■ **REQUIRED TASKS**
1. Transcribe the part of the book review from "At the same" up to and including "time to politics.".
2. List every person named in the book review.
** Begin PAGE EXTRACT **
However I found this book disappointing. He says it is based on a long collection of material over several years, and it reads like that with opinion after indiscriminate opinion all pointing in the same direction of a dysfunctional media causing a dysfunctional politics. Even Tony Blair of all people is roped in to condemn manipulation in the media.

The relation between media and politics is crucial to mediating discourse in a democracy. This is even more true in New Zealand than it is in Australia, as advertising on the broadcast media to present a political view in New Zealand is strictly, and in my view rightly, restricted, so the free media are even more important here than in Australia. But in the partisan world of politics, it is all too easy to shoot the messenger.

I think the media – journalists and reporters – generally tell it like they see it. In the political media, now that they poll regularly, they tell us how most people see it as well. As mainstream channels like newspapers decline, and broadcast media diversify, serious and detailed political comment is now often found in the business pages or on the blogs as well as in the political pages. Readers or listeners take their news from a variety of sources, and as always place most reliance on personal contact.

Politicians and political parties may not like how the media see it, but in my opinion should not waste time complaining about the media, just concentrate on the best way to get their message across in a way that people understand and will respond positively to. Political communication is all about gaining conviction and acceptance of one’s point of view. After all, that is the politician’s job description.

Tanner completely lost it for me when he quotes Greg Sheridan of the Australian describing  Obama as the “first pure celebrity candidate”, and in another place says “he was well positioned to benefit from the sideshow syndrome. He navigated the new realities with great skill ..yet these circumstances are very unusual, and very specific to the United States. It is hard to see how inane slogans such as ‘change we can believe in’ and Yes, we can’ strengthen democratic engagement with substantive issues.”

In the first instance this completely overlooks the fact that Obama built his political career as a community organiser in Chicago, and learnt political communication the best way, from the ground up. Secondly, in the specific circumstances of the United States slogans such as ‘Yes we can’ are hugely effective – it certainly energised the base.

At the same time I was in Melbourne I picked up a copy of “The Monthly”, which also had a review of Tanner’s book. You can read it here. Perhaps the last word belongs to Andrew Charlton:

To widen the political debate, politicians need to convince people of the importance of the issues they are debating. If politicians only offer focus-group slogans, citizens will, of course, respond by allocating less of their time to politics.
** End PAGE EXTRACT **
** Begin RECORDED DATA **
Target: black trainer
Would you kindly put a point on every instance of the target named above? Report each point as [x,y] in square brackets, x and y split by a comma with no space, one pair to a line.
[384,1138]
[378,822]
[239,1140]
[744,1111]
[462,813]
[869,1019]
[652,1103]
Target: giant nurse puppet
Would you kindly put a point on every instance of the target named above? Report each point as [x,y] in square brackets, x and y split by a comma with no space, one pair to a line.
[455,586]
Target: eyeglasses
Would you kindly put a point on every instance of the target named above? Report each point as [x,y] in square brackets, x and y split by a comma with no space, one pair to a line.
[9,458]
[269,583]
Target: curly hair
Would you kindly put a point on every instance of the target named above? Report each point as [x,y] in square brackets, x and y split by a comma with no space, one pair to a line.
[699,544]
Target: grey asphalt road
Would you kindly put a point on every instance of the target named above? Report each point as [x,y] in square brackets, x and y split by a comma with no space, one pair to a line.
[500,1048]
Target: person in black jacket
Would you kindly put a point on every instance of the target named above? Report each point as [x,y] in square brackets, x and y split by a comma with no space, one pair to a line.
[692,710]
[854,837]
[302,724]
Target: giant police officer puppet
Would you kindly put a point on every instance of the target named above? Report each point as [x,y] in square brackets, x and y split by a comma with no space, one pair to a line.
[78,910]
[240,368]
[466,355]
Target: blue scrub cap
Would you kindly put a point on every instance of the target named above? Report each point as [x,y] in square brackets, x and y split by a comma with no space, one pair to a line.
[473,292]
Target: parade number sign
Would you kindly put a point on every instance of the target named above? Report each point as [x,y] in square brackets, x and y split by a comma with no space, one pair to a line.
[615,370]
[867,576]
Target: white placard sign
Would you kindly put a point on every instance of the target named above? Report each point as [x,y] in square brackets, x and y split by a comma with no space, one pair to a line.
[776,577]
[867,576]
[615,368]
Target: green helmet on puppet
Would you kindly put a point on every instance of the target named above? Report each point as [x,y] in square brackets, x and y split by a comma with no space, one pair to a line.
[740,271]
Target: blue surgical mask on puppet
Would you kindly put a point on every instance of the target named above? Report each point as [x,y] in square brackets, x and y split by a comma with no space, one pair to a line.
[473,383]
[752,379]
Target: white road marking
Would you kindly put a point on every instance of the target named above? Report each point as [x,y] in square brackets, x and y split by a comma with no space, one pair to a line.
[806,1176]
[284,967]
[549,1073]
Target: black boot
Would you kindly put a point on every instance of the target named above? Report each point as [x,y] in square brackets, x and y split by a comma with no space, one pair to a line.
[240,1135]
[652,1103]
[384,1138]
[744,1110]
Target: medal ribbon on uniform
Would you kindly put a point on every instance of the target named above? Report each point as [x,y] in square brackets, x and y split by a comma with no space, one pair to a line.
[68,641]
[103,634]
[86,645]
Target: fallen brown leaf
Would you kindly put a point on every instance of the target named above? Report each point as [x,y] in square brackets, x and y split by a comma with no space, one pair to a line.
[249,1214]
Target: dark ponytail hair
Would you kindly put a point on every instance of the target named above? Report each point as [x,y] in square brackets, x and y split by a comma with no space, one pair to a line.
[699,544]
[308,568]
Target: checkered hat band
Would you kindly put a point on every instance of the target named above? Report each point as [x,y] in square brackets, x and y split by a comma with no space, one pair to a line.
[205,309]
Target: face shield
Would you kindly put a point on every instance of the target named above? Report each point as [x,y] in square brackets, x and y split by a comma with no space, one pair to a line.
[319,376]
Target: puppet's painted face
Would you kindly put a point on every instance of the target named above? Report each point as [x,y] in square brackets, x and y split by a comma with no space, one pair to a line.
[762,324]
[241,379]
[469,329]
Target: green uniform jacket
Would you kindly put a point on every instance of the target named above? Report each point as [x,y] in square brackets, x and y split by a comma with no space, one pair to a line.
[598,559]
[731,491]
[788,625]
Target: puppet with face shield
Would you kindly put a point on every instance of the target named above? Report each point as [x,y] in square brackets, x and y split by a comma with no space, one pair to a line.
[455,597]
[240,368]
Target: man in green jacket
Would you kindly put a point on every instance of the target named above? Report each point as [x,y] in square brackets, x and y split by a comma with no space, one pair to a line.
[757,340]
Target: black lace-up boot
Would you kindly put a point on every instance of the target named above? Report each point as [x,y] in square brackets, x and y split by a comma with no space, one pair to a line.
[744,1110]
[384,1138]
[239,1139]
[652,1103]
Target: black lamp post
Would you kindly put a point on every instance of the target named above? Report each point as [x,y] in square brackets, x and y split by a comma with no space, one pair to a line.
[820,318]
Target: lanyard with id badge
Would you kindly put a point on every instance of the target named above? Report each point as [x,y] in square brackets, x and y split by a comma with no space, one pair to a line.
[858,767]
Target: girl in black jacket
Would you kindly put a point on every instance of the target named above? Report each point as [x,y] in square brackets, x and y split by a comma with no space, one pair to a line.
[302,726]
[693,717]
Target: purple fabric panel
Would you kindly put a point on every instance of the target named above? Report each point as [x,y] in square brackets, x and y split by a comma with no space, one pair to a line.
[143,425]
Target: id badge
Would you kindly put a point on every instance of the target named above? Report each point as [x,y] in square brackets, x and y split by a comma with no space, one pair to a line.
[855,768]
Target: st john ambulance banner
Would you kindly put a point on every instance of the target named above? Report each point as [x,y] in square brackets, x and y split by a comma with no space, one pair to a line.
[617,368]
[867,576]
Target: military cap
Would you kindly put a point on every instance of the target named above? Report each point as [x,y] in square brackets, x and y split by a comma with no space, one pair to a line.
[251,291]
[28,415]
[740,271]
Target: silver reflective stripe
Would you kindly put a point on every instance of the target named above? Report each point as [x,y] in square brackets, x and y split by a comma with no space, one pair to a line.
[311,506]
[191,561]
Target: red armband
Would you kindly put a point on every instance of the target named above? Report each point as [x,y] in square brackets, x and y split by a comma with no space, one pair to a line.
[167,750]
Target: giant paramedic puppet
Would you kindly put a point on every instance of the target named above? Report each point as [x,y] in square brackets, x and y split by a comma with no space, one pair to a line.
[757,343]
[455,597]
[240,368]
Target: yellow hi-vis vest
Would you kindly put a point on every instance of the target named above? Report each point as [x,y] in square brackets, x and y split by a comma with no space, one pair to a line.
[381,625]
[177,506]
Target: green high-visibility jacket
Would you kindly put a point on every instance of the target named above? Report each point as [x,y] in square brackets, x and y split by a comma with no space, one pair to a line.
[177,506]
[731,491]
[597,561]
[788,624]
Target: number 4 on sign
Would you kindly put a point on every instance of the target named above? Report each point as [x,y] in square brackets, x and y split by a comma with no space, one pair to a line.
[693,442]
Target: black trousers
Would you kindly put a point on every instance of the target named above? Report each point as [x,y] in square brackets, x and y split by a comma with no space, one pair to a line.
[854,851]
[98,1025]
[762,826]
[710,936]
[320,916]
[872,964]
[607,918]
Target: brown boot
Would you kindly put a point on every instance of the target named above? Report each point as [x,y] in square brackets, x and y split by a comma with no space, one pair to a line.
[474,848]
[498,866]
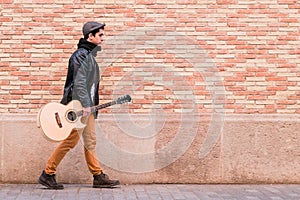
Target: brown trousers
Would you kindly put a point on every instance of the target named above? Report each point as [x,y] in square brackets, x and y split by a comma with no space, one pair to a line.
[89,140]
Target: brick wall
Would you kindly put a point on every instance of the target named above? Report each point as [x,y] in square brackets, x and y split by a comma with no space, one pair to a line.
[251,46]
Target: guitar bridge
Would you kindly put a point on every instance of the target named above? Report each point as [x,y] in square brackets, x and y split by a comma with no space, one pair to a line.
[58,120]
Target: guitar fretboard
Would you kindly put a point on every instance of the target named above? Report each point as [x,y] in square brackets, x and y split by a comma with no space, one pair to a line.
[96,108]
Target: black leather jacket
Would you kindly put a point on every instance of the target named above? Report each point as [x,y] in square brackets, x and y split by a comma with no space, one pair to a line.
[82,82]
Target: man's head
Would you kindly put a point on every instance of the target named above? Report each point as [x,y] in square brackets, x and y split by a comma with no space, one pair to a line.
[93,32]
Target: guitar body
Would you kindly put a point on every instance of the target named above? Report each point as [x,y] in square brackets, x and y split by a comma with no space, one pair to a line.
[57,120]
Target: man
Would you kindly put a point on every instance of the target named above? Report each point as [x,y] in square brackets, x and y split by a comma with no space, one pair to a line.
[82,84]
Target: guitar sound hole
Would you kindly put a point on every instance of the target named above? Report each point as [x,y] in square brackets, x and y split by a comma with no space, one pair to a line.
[72,116]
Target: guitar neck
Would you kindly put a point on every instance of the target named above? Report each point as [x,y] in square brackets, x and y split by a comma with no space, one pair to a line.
[96,108]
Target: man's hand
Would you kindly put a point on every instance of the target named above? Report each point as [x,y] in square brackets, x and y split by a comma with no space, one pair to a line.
[86,111]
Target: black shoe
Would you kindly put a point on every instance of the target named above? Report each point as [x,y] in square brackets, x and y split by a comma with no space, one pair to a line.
[49,181]
[103,181]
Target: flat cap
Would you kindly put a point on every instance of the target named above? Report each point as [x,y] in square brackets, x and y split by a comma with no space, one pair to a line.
[88,27]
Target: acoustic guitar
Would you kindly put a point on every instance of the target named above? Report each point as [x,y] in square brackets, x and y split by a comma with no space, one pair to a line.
[57,120]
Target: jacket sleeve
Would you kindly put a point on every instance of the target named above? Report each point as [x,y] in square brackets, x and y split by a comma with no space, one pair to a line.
[81,80]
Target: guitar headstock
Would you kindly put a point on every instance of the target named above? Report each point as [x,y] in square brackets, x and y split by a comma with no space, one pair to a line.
[126,98]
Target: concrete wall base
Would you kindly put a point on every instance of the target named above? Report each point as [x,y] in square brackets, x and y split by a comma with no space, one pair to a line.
[247,149]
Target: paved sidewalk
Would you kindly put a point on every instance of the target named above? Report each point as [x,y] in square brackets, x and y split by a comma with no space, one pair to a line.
[153,191]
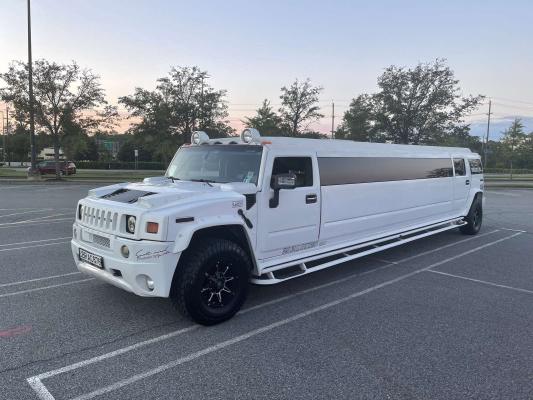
** End RECORDED DATA **
■ **TASK-BY-TASK SOLUTIONS**
1.
At the same time I was in Melbourne I picked up a copy of “The Monthly”, which also had a review of Tanner’s book. You can read it here. Perhaps the last word belongs to Andrew Charlton:

To widen the political debate, politicians need to convince people of the importance of the issues they are debating. If politicians only offer focus-group slogans, citizens will, of course, respond by allocating less of their time to politics.

2.
Tony Blair
Tanner
Greg Sheridan
Obama
Andrew Charlton